# [Text passage]
──────────────────────────────

[Dixielandjazz] MARCELO CEGO TUBA

Tito Martino titomartino at gmail.com
Fri Oct 8 06:24:33 PDT 2010

Hi Dave, howyouredoing?

I look very seldom to DJML lately, but that title called to my attention.

Yes I know very well Marcelo Cego (in portuguese/brazilian Cego means Blind)
of course he's blind. His name is Marcelo Sotti Troni (yes, Italian family)
lives in Arujá,
small town 50 Km from São Paulo where I live.

He played in my Band the Tito Martino Jazz Band in some
few gigs. He's a very nice guy, he plays professionally with dance bands and

sometimes with dixieland bands (there are very few of this kind around here
in Brazil !

He's a very strict follower of a Christian Evangelic church,
and has somewhat limited degree of autonomy due to strict church's rules.
He is always guided and accompanied by his efficient and charming wife,
who takes good care of him.    The tunes played in the links you send are
improvisations over Hymns from his church book.  He has absolute ears,
perfect timing,
good harmonic knewledge and great imagination to improvise, but he 's
not attached to OKOM and I wouldn't  say he's a jazzman because he
can't swing in the way Duke Ellington means, the way real jazzmen do;
I mean, like a Cyrus St. Clair, or a Wilbert Tillman.  He could if he had
these tuba masters.

──────────────────────────────

# [Supplied data]

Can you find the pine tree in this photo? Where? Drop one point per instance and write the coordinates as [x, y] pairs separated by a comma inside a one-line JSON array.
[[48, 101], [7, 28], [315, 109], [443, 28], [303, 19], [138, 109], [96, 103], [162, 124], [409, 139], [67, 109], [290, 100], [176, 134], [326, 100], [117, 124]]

──────────────────────────────

# [Problem statement]
According to the message about the tuba player Marcelo Cego, what does "Cego" mean? Answer from the text alone.

# [Response to this task]
Blind.